RECORDS PROVIDED section start
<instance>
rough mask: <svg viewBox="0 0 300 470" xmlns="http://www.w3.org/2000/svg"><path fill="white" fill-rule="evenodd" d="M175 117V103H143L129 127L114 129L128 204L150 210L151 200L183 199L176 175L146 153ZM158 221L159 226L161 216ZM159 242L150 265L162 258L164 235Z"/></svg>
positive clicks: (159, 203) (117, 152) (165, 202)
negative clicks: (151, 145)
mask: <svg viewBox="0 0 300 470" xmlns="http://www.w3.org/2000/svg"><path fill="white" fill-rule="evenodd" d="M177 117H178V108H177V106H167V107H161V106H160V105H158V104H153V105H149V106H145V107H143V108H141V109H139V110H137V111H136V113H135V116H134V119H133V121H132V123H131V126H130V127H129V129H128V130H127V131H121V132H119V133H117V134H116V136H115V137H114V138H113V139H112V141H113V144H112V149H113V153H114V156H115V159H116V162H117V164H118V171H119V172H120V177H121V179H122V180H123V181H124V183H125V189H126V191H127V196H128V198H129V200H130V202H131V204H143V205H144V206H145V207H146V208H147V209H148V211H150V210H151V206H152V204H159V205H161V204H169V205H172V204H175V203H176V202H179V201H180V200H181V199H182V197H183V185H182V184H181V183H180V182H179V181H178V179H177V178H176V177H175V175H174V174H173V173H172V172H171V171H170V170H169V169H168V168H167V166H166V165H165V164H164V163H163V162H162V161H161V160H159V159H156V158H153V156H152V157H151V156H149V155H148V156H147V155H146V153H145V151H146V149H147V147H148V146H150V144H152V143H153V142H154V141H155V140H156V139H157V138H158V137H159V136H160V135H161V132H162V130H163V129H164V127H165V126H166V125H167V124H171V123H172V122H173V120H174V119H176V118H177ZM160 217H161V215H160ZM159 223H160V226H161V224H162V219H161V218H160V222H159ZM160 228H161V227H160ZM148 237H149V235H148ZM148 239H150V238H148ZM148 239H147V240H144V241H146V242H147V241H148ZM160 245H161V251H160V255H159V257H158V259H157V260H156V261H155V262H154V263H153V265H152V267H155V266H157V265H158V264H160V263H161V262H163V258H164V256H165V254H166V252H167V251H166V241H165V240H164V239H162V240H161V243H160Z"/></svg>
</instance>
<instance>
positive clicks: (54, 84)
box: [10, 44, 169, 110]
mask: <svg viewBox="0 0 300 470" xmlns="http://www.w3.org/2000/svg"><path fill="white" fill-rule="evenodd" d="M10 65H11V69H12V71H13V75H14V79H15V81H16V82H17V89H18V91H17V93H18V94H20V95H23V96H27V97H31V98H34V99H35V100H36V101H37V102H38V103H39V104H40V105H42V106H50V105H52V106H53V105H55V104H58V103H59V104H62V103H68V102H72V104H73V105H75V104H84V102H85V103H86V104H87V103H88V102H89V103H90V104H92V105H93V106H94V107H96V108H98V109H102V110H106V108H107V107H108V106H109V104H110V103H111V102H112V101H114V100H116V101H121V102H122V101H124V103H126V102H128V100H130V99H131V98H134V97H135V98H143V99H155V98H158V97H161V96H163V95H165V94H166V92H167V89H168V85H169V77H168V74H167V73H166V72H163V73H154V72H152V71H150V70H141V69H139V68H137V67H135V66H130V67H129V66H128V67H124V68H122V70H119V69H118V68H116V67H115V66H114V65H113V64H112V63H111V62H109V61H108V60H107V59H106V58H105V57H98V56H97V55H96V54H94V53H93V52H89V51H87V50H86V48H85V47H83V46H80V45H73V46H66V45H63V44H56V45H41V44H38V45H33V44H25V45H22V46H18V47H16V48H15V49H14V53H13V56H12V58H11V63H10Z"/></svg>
RECORDS PROVIDED section end
INSTRUCTIONS TO FOLLOW: The goal is a faithful transcription of every entry above.

WRITTEN RESPONSE:
<instance>
rough mask: <svg viewBox="0 0 300 470" xmlns="http://www.w3.org/2000/svg"><path fill="white" fill-rule="evenodd" d="M175 117V103H143L129 127L114 129L128 204L150 210L151 200L183 199L176 175L146 153ZM158 221L159 226L161 216ZM159 242L150 265L162 258L164 235Z"/></svg>
positive clicks: (159, 203) (117, 152) (165, 202)
negative clicks: (151, 145)
mask: <svg viewBox="0 0 300 470" xmlns="http://www.w3.org/2000/svg"><path fill="white" fill-rule="evenodd" d="M177 117H178V108H177V106H167V107H161V106H160V105H158V104H153V105H149V106H145V107H143V108H141V109H139V110H137V111H136V113H135V116H134V119H133V121H132V123H131V126H130V127H129V129H128V130H127V131H121V132H119V133H117V134H116V136H115V137H114V138H113V139H112V141H113V144H112V149H113V153H114V156H115V159H116V162H117V164H118V171H119V172H120V177H121V179H122V180H123V181H124V183H125V189H126V191H127V196H128V198H129V200H130V202H131V204H143V205H144V206H145V207H146V208H147V209H148V211H150V210H151V206H152V204H159V205H161V204H169V205H172V204H175V203H176V202H179V201H180V200H181V199H182V197H183V185H182V184H181V183H180V182H179V181H178V179H177V178H176V177H175V175H174V174H173V173H172V172H171V171H170V170H169V169H168V168H167V166H166V165H165V164H164V163H163V162H162V161H161V160H159V159H156V158H153V156H152V157H151V156H149V155H148V156H147V155H146V153H145V151H146V149H147V147H148V146H150V144H152V143H153V142H154V141H155V140H156V139H157V138H158V137H159V136H160V135H161V132H162V130H163V129H164V127H165V126H166V125H167V124H171V123H172V122H173V120H174V119H176V118H177ZM160 217H161V215H160ZM159 223H160V226H161V224H162V219H161V218H160V222H159ZM160 228H161V227H160ZM148 237H149V235H148ZM148 239H150V238H148ZM148 239H147V240H144V241H146V242H147V241H148ZM160 245H161V251H160V255H159V257H158V259H157V260H156V261H155V262H154V263H153V265H152V267H155V266H157V265H158V264H160V263H161V262H163V258H164V256H165V254H166V252H167V251H166V241H165V240H164V239H162V240H161V243H160Z"/></svg>
</instance>
<instance>
positive clicks: (54, 84)
box: [10, 44, 169, 110]
mask: <svg viewBox="0 0 300 470" xmlns="http://www.w3.org/2000/svg"><path fill="white" fill-rule="evenodd" d="M10 65H11V69H12V71H13V75H14V79H15V81H16V82H17V89H18V91H17V93H18V94H20V95H23V96H27V97H31V98H34V99H35V100H36V101H37V102H38V103H39V104H40V105H42V106H50V105H52V106H53V105H55V104H58V103H59V104H62V103H68V102H72V104H73V105H75V104H84V102H85V103H86V104H87V103H88V102H89V103H90V104H92V105H93V106H94V107H96V108H98V109H102V110H106V108H107V107H108V106H109V104H110V103H111V102H112V101H114V100H116V101H121V102H122V101H124V103H126V102H128V100H130V99H131V98H134V97H135V98H143V99H155V98H158V97H161V96H163V95H165V94H166V92H167V89H168V85H169V77H168V74H167V73H166V72H163V73H154V72H152V71H150V70H141V69H139V68H137V67H135V66H130V67H129V66H128V67H124V68H122V70H119V69H118V68H116V67H115V66H114V65H113V64H112V63H111V62H109V61H108V60H107V59H106V58H105V57H98V56H97V55H96V54H94V53H93V52H89V51H87V50H86V48H85V47H83V46H80V45H73V46H66V45H63V44H56V45H41V44H38V45H33V44H25V45H22V46H18V47H16V48H15V49H14V53H13V56H12V58H11V63H10Z"/></svg>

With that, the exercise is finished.